*** Article

From: tjroberts137@sbcglobal.net   
      
   On 10/8/18 12:37 PM, Phillip Helbig (undress to reply) wrote:   
   > In article , Nicolaas   
   > Vroom wrote:   
   >> My whole point is that when a clock (Using lightsignals) undergoes   
   >> acceleration (its speeds increases) its behaviour changes. These changes   
   >> are different, and are a function, of how the clock is build.   
   >   
   > If I enclose a spring-driven pocket watch, an atomic clock, a quartz-battery   
   > clock, a grandfather clock and so on in a box and accelerate it, the   
   > decelerate it and examine them (or accelerate myself to catch up to it and   
   > enter it while moving), do you expect them to read differently, assuming   
   > that they were synchronized at the beginning (and, as per a   
   > Gedankenexperiment, all completely accurate when at rest)? One could argue   
   > that a grandfather clock is driven by gravity and thus, due to the   
   > equivalence principle, would be affected by acceleration, but what about the   
   > other three? What about two partially-silvered mirrors with a light pulse   
   > bouncing between them which beeps when a photomultiplier behind one of the   
   > mirrors is activated?

******
*** Stored rows

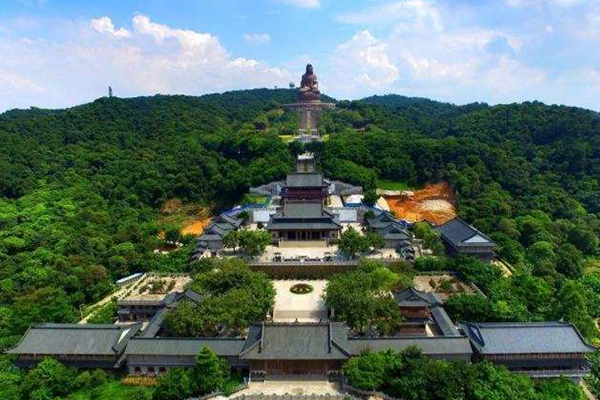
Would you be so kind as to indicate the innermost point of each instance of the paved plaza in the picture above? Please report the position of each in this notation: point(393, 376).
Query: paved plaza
point(290, 307)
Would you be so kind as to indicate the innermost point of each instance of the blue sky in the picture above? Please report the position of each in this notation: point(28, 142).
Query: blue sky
point(59, 53)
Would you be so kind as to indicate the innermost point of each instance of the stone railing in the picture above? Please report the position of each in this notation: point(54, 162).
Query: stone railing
point(218, 393)
point(364, 394)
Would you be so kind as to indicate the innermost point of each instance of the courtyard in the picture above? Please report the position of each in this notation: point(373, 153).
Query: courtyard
point(308, 307)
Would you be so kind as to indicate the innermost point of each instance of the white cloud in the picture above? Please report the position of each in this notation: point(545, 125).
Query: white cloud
point(361, 65)
point(105, 25)
point(408, 14)
point(152, 58)
point(303, 3)
point(257, 38)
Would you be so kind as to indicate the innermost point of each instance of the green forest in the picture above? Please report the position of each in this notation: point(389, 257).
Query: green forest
point(81, 191)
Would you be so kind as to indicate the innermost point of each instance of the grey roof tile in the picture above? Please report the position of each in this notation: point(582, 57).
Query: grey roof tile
point(81, 339)
point(458, 232)
point(526, 338)
point(184, 346)
point(429, 345)
point(307, 341)
point(304, 179)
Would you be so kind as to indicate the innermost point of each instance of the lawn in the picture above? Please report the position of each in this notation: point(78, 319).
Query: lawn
point(111, 390)
point(393, 185)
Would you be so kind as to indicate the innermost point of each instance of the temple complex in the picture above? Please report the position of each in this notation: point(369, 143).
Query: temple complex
point(305, 215)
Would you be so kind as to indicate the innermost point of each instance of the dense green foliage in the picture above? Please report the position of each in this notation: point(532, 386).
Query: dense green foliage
point(410, 375)
point(50, 380)
point(362, 299)
point(210, 374)
point(234, 297)
point(521, 297)
point(80, 190)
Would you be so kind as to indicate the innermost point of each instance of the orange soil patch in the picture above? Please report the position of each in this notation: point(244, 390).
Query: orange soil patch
point(196, 227)
point(435, 203)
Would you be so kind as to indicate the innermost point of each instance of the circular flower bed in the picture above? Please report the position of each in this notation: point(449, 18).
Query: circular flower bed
point(301, 288)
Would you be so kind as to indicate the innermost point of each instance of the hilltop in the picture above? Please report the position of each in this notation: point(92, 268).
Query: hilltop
point(82, 187)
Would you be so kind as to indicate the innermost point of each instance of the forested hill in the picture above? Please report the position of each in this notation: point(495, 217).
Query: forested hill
point(80, 188)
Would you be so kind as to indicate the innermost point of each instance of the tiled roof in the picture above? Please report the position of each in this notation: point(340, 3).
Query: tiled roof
point(304, 179)
point(526, 338)
point(184, 346)
point(77, 339)
point(413, 297)
point(310, 341)
point(444, 322)
point(307, 209)
point(459, 233)
point(429, 345)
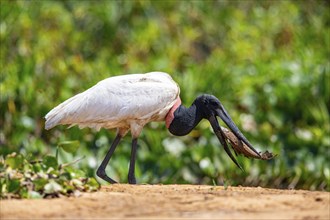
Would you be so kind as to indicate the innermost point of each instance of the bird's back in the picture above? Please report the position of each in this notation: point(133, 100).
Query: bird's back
point(116, 101)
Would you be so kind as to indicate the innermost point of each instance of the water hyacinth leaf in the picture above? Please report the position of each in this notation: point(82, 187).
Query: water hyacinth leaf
point(75, 173)
point(50, 161)
point(69, 146)
point(92, 184)
point(39, 184)
point(13, 185)
point(52, 187)
point(34, 195)
point(14, 160)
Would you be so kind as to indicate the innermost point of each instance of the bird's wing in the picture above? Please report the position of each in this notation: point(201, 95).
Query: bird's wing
point(116, 100)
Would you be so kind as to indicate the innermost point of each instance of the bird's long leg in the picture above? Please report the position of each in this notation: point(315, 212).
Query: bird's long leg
point(101, 170)
point(131, 171)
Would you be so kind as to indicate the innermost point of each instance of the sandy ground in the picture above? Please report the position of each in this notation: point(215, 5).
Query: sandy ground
point(122, 201)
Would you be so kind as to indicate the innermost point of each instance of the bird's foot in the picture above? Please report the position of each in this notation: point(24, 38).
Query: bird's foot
point(131, 179)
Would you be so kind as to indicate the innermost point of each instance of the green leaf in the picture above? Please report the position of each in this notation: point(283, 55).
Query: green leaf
point(52, 187)
point(50, 161)
point(39, 184)
point(14, 160)
point(69, 146)
point(34, 195)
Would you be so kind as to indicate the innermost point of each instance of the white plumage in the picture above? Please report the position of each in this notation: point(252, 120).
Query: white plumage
point(124, 102)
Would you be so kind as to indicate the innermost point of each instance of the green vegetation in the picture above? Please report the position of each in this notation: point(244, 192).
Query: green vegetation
point(267, 61)
point(23, 177)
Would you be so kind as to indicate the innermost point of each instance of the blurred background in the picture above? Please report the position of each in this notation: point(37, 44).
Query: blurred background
point(267, 61)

******

__Job A__.
In the post on accelerated clocks, which clock does Phillip Helbig say might be affected by acceleration because it is driven by gravity?
__Job B__.
Please condense the paragraph in the post on accelerated clocks that begins "My whole point is" into one shorter sentence.
__Job C__.
Resume the post on accelerated clocks from where it stops.
You won't need the listing for this work.

__Written answer A__.
A grandfather clock.

__Written answer B__.
A clock that uses light signals changes its behavior when it accelerates, and those changes depend on how the clock is built.

__Written answer C__.
      
   A grandfather clock is not really a clock, it is just a pendulum and a   
   counter; the actual clock is that PLUS THE EARTH. So it cannot possibly   
   be put into the box (and if you imagine a huge-enough box then it will   
   not be pointlike).   
      
   Given that all of the (other) clocks are pointlike, as well as the box   
   [#], then GR certainly predicts they all read the same. I see no reason   
   to doubt this prediction -- after all, it is based purely on geometry,   
   not on any construction details of the clocks.   
      
   As my earlier discussion showed, this applies only to the accuracy with   
   which the clocks and box [#] can be considered to be pointlike (not   
   being pointlike affects the geometry). And of course the gedanken is   
   limited to accelerations that do not break any of the clocks.   
      
    [#] The box must be pointlike, or clocks higher in the   
    acceleration's equivalent "gravitational field" will not   
    remain in sync with clocks that are lower. This is also   
    geometry.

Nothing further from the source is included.